College football playoffs?

Submitted by sterling1213 on

For those of you who favor a playoff in football, does this tounament cause some pause for you?  The big reason I always hear when people are arguing for a playoff in football is that it provides a "true champion".  With one game left the elite eight  there is a good chance that no team in the top 10 will even make the final four.  No one can argue that any of the remaining 5 teams have been the best team in college basketball this season.   I don't care for the bcs but I would like to see the old bowl system (pre-bcs) restored.  The bowls allow for the whole season to count.  The unintended consequences of a playoff are a bigger risk than most will let on. 

WolvinLA2

March 27th, 2011 at 5:42 PM ^

That's really not true - your point that you don't have a fair shot if you're ranked too low in the preseason.  Auburn was #22 in the preseason, Stanford was unranked.  They finished 1 and 4, respectively, and Auburn played for the national title.  Had Stanford won their game against Oregon, no doubt they would have been in the national title against Auburn.  In the current system, unless you aren't in a major conference, if you have a national title worthy season, you'll be in the champ game.  In week 12, no one remembers what you were pre-season.

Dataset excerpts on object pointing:
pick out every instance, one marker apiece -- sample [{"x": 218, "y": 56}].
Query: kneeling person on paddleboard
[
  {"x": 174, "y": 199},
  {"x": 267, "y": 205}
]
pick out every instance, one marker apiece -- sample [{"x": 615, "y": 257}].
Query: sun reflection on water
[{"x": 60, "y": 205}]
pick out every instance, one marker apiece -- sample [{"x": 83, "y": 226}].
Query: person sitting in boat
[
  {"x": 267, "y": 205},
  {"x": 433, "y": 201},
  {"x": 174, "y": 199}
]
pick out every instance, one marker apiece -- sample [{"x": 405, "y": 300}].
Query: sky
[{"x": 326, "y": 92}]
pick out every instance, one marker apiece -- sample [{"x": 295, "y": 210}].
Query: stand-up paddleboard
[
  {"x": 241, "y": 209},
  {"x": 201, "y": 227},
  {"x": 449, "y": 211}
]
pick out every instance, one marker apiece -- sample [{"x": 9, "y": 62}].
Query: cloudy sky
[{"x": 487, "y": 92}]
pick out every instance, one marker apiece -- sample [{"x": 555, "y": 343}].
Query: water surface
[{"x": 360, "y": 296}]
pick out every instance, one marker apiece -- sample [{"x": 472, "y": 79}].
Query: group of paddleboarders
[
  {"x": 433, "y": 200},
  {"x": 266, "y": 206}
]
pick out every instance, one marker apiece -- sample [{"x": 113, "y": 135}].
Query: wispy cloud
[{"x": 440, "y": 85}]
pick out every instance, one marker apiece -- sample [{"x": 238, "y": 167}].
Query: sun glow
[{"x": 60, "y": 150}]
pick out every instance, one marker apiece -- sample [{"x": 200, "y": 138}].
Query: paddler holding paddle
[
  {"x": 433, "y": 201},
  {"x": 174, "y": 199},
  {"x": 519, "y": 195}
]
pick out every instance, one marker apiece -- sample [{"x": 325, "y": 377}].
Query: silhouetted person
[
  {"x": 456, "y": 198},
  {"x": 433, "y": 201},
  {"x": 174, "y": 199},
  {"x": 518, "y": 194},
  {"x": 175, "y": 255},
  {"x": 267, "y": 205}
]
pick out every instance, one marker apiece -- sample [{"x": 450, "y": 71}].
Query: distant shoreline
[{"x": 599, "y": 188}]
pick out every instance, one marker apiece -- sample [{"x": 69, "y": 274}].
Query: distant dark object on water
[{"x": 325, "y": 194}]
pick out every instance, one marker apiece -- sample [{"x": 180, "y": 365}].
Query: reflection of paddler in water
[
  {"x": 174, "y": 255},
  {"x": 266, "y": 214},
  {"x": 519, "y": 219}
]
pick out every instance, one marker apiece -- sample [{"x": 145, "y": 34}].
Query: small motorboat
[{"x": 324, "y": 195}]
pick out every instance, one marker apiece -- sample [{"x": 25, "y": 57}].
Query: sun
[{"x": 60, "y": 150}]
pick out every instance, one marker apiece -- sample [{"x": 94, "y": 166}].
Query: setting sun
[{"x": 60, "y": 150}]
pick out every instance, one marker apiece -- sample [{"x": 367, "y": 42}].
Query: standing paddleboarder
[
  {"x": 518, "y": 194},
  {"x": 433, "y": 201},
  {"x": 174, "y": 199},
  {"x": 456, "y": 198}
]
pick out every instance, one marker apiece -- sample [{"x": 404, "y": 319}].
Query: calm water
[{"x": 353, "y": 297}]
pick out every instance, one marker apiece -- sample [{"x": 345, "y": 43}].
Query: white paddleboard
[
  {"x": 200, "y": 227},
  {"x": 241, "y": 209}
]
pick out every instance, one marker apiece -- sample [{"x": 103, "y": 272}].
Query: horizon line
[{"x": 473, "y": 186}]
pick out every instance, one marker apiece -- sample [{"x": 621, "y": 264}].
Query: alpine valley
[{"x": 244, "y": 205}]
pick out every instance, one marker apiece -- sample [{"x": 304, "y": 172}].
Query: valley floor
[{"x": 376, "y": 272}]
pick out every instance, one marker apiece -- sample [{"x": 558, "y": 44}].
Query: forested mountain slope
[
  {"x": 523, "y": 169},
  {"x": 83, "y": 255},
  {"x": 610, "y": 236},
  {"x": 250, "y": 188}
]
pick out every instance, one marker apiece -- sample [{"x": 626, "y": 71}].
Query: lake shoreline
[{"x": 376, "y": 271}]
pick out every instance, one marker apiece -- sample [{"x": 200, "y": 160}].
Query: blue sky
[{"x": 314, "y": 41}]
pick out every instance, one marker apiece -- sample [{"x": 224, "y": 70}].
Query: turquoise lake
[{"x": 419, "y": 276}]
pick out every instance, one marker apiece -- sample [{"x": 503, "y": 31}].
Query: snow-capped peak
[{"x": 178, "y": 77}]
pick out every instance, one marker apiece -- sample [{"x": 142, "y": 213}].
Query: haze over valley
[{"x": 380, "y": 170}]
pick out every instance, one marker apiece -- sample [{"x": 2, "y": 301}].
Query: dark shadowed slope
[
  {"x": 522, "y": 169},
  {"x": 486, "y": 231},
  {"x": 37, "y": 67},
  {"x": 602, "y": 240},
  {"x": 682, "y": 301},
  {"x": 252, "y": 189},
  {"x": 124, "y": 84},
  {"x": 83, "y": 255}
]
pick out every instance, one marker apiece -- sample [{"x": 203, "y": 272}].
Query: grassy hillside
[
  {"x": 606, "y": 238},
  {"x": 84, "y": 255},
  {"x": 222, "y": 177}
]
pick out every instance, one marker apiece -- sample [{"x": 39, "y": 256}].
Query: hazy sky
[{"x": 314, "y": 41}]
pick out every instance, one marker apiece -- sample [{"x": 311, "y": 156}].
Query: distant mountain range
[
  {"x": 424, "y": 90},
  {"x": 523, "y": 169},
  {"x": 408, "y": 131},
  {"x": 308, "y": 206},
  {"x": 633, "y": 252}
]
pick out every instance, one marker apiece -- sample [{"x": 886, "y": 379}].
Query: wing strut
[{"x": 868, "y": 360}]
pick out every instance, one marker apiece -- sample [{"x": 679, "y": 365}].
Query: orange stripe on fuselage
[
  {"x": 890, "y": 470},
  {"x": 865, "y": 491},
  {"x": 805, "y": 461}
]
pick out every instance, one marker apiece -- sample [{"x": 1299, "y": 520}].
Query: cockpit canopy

* Jobs:
a: Print the part of the college football playoff thread between "For those of" and "will let on.", inclusive.
b: Answer these questions from the college football playoff thread:
(i) What system does the first poster want restored?
(ii) Where was Auburn ranked in the preseason?
(iii) Which team does the reply say Stanford would have had to beat to reach the national title game?
c: Pick up the college football playoff thread from its last sentence and keep it going.

* In response:
a:
For those of you who favor a playoff in football, does this tounament cause some pause for you?  The big reason I always hear when people are arguing for a playoff in football is that it provides a "true champion".  With one game left the elite eight  there is a good chance that no team in the top 10 will even make the final four.  No one can argue that any of the remaining 5 teams have been the best team in college basketball this season.   I don't care for the bcs but I would like to see the old bowl system (pre-bcs) restored.  The bowls allow for the whole season to count.  The unintended consequences of a playoff are a bigger risk than most will let on.

b:
(i) The old bowl system from before the BCS.
(ii) #22.
(iii) Oregon.

c:
Last year OK State wasn't even close to ranked pre-season, but by week 11 they were top-10, and had they beaten OU at the end of the season, would have been in the BCS.  Bottom line, about halfway through the season, the pollsters and the computers look at who you're beaten and who you've lost to compared to everyone else.  No one cares about the preseason rankings then.  The only time it really matters is when there are more than 2 BCS conference undefeated teams, but that happens very rarely.

cheesheadwolverine

March 27th, 2011 at 5:14 PM ^

Ignoring the sporting issues a 16 team tournament would mean two teams play four posteason games, three more than under the current system.  Given what we know about the effects of football on health, especially brain health, that's not something we can do in good concience to kids who aren't even getting paid for it.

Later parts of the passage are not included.